> [YOUR OBJECTIVE] Word for word, copy all of the entries.

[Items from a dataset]
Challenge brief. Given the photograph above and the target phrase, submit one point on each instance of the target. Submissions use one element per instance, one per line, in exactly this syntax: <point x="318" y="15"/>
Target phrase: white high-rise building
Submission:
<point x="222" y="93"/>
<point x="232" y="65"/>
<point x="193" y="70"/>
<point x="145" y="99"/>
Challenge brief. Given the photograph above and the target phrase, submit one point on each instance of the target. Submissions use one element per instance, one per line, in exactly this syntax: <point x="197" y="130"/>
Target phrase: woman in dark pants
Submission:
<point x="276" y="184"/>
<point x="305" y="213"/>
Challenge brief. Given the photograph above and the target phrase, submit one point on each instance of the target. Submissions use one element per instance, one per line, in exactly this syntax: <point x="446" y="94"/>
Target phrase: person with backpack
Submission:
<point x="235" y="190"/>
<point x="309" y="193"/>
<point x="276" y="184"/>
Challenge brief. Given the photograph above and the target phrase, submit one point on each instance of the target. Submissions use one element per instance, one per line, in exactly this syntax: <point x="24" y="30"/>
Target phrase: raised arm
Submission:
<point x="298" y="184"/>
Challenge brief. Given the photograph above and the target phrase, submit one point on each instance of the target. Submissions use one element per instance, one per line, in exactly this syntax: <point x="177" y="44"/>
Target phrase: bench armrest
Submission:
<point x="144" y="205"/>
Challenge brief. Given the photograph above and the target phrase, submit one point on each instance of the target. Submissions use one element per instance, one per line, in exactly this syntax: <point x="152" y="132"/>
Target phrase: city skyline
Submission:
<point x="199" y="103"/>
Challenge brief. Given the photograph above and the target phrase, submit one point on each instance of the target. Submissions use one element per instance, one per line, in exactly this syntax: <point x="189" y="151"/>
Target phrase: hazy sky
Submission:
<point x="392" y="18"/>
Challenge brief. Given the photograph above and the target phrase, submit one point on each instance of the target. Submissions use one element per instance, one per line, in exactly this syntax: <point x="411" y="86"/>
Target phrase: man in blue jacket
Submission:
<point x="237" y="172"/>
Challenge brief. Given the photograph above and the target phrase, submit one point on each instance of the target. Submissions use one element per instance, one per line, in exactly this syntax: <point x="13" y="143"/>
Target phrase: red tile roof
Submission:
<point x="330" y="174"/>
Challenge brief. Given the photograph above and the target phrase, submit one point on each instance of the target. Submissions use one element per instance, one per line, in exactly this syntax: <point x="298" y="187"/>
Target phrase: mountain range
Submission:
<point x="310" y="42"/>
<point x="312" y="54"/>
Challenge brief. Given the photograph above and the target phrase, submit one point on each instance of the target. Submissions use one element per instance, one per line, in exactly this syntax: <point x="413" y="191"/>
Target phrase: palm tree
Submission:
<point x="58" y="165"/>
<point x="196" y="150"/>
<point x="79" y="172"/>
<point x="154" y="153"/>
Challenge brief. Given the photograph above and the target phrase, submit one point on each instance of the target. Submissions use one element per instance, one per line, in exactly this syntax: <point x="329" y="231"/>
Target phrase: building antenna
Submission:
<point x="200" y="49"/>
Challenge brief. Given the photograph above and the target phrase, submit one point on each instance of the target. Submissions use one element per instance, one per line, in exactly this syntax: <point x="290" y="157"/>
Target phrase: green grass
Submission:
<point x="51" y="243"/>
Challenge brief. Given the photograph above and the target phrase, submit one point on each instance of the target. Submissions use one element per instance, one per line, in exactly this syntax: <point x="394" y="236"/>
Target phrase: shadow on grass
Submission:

> [RESULT OF THE EXERCISE]
Challenge brief. Given the photograph above and the target phrase, submit one point on each instance of the target. Submissions use one element per instance, one per line, in exactly this syntax: <point x="318" y="15"/>
Target phrase: white high-rise building
Submission:
<point x="222" y="93"/>
<point x="232" y="65"/>
<point x="193" y="70"/>
<point x="145" y="99"/>
Challenge brief. Given the photograph above and the target phrase, submit one point on each instance of the target. Submissions use one element per instance, one per line, in exactly this syntax: <point x="197" y="130"/>
Target phrase: woman in dark pants
Submission:
<point x="276" y="184"/>
<point x="305" y="213"/>
Challenge brief. Given the photograph above and the target phrase, submit one point on each instance of the target. Submissions use one element per instance, one per line, in exactly this syntax: <point x="446" y="94"/>
Target phrase: person with backpack
Submission:
<point x="235" y="190"/>
<point x="309" y="193"/>
<point x="276" y="184"/>
Challenge brief. Given the photograph above and the target phrase, submit one point on each instance of the target. Submissions use one element per instance, one per line, in exactly this syntax: <point x="24" y="30"/>
Target phrase: raised arm
Submission:
<point x="298" y="184"/>
Challenge brief. Given the photograph above and the target phrase, submit one point on each instance of the target. Submissions use one element per instance, one per line, in exactly this syntax: <point x="177" y="44"/>
Target phrase: bench armrest
Submission:
<point x="144" y="205"/>
Challenge brief. Given the photograph above and the target phrase, submit one point on each instance of the target. Submissions use one element per instance, one per line, in exactly this syntax: <point x="152" y="132"/>
Target phrase: city skyline
Submission:
<point x="199" y="103"/>
Challenge brief. Given the photograph above and the target phrase, submit one point on each instance of the target. Submissions use one element per instance, one per line, in exactly this syntax: <point x="189" y="151"/>
Target phrase: hazy sky
Submission:
<point x="392" y="18"/>
Challenge brief. Given the photograph above and the target phrase, submit one point on each instance of the target. Submissions use one element per instance, one per line, in exactly this syntax: <point x="411" y="86"/>
Target phrase: man in blue jacket
Submission:
<point x="237" y="172"/>
Challenge brief. Given the photograph above and the target phrase, submit one point on each instance of the target. Submissions use one element per instance, one per line, in exactly this syntax: <point x="13" y="143"/>
Target phrase: red tile roof
Submission:
<point x="330" y="174"/>
Challenge brief. Given the photograph above and the target phrase, submit one point on each instance of the target. Submissions use one element per instance, one per line, in exactly this syntax: <point x="298" y="187"/>
Target phrase: mountain range
Submission:
<point x="310" y="42"/>
<point x="312" y="54"/>
Challenge brief. Given the photograph above and the target phrase, submit one point on each instance of the target. Submissions use one element per instance, one per line, in exactly this syntax: <point x="413" y="191"/>
Target phrase: palm tree
Submission:
<point x="58" y="165"/>
<point x="196" y="150"/>
<point x="79" y="172"/>
<point x="154" y="153"/>
Challenge brief. Given the photograph above and the target phrase, submit one point on each instance of the target. Submissions use one element per instance, one per line, in exactly this syntax: <point x="329" y="231"/>
Target phrase: building antenna
Submission:
<point x="200" y="49"/>
Challenge brief. Given the photograph above and the target phrase, submit one point on each instance of the target. Submissions use one element per instance, one per line, in exactly this syntax: <point x="290" y="157"/>
Target phrase: green grass
Submission:
<point x="51" y="243"/>
Challenge brief. Given the photograph above and the target phrase, submit one point on each instance of the target. Submissions use one element per instance, one per line, in exactly this syntax: <point x="394" y="236"/>
Target phrase: shadow on grass
Submission:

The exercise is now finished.